__EXTRACTED TEXT__.

*****

“I had to completely reinvent myself.” Jan

You don’t always get to choose a new path.

Sometimes life places you on one.

And you find your way through it.

Rick was her love.

The kind that doesn’t just come and go

but becomes part of who you are.

She didn’t start writing because she always wanted to.

She started because there was a story that needed to be told.

Not just hers, but Rick’s too.

So she did something brave.

She went back and learned how to write.

Took classes.

Figured out how to shape something that felt almost impossible to put into words.

Rick made this guitar in prison.


It didn’t happen all at once.

Life was still moving.

And in the middle of all of that,

she kept coming back to the story.

Learning how to stay with it.

By the time she began writing, her daughters were grown and gone from home.

Both were married.

She spent time caring for her grandchildren,

those early years filled with family, love, and showing up where she was needed most.

And in between those moments,

she went back to school and took creative writing classes.

Then she began writing the story.

It took four books to tell their story.

Four.

Because some lives don’t fit neatly into one telling.

It wasn't something she figured out overnight.

So, she learned.

Not just how to write,

but how to take something this personal and layered

and turn it into something others could step into and feel.

And somewhere in the middle of all of that, writing stopped being something she was trying to learn.

It became part of how she carried him.

Part of how she kept going.


She's not done!

Her writing doesn’t stay in one place.

She moves between fiction and historical fiction, telling real stories through imagined characters and giving herself the space to say what needs to be said.

There’s poetry, too.

Short pieces.

Her Monday musings.

She’s part of a writing community that continues to challenge and support her, and somewhere along the way, even her 14-year-old granddaughter’s poetry found its way into her most recent book.

The stories keep evolving.

She’s already started another one, and if history is any indication, it will take the time it needs.

Usually about nine months.


The detail is exquisite.

"His hands were never still."

He even had access to a kiln in prison.

No words to describe this fantastic lamp.

She’s surrounded by him.

Not in a way that feels heavy, just present.

The artwork on the walls.

The pottery.

The lamps.

Pieces carved from wood.

Even the small things.

Rick made all of it.

Some of it during the years he had nothing but time.

Even then, he was creating.

You can feel it when you’re there.

*****

__DATASET RECORDS__.
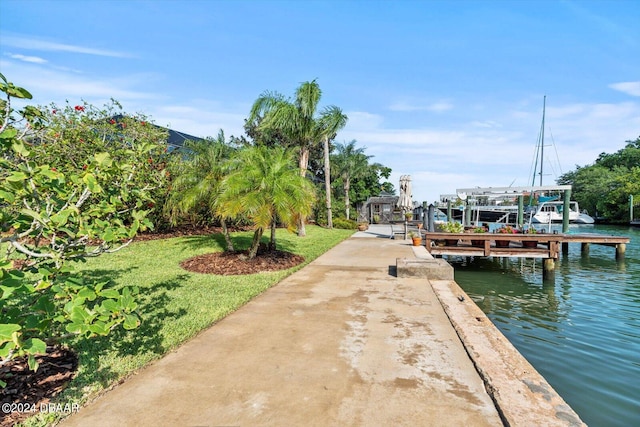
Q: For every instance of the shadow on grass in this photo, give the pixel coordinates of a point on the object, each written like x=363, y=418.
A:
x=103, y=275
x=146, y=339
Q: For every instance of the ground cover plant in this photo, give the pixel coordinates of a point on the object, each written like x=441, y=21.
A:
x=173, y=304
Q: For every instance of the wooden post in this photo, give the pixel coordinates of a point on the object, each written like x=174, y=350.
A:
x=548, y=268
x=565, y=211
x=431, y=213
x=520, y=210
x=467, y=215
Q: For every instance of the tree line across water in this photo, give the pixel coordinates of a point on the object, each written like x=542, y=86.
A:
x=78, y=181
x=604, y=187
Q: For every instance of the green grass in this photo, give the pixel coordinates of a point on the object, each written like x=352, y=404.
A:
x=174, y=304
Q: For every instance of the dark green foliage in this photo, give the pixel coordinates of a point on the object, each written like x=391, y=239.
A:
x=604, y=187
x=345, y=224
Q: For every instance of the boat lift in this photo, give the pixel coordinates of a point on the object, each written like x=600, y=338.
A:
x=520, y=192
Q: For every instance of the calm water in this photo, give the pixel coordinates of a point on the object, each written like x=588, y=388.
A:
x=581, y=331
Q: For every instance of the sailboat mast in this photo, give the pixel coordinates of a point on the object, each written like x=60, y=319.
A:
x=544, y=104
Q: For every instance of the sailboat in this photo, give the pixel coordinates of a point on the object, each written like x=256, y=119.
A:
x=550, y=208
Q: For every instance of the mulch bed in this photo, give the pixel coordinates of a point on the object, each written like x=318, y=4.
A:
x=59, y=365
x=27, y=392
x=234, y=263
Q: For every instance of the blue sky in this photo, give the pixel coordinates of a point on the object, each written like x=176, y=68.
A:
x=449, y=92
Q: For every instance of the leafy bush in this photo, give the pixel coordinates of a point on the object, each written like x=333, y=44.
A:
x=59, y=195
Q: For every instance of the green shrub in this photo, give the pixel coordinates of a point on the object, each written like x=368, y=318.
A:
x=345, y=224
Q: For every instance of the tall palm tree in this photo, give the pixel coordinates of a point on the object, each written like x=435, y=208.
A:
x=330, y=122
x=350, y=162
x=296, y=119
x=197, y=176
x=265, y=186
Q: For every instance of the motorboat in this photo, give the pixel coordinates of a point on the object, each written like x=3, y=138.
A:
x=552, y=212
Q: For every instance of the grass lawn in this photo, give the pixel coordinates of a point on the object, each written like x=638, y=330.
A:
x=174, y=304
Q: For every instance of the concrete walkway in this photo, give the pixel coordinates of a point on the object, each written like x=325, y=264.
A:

*****

__WRITTEN PROBLEM 1__. In the piece about Jan, how many books did it take to tell her and Rick's story?
__WRITTEN PROBLEM 2__. Reproduce the passage of the piece about Jan that opens with the words containing "You don’t always" and closes with "who you are.".
The records have no connection to the piece about Jan.

__EXPECTED ANSWER 1__. Four books.

__EXPECTED ANSWER 2__.
You don’t always get to choose a new path.

Sometimes life places you on one.

And you find your way through it.

Rick was her love.

The kind that doesn’t just come and go

but becomes part of who you are.